→ **Your task**
Omit each picture as you copy the entries exactly.

→ **Point localization data**
===============

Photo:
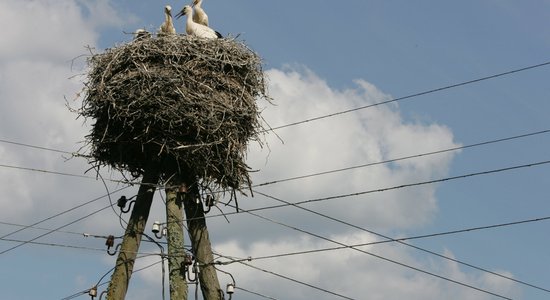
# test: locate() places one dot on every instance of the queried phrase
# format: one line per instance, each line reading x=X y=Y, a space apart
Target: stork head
x=186 y=10
x=141 y=34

===============

→ **Exercise output**
Photo:
# test: locate() places one dot on every instance of the queried phrase
# format: one line per instance, each line reading x=X y=Y, a space apart
Target: stork head
x=186 y=10
x=141 y=34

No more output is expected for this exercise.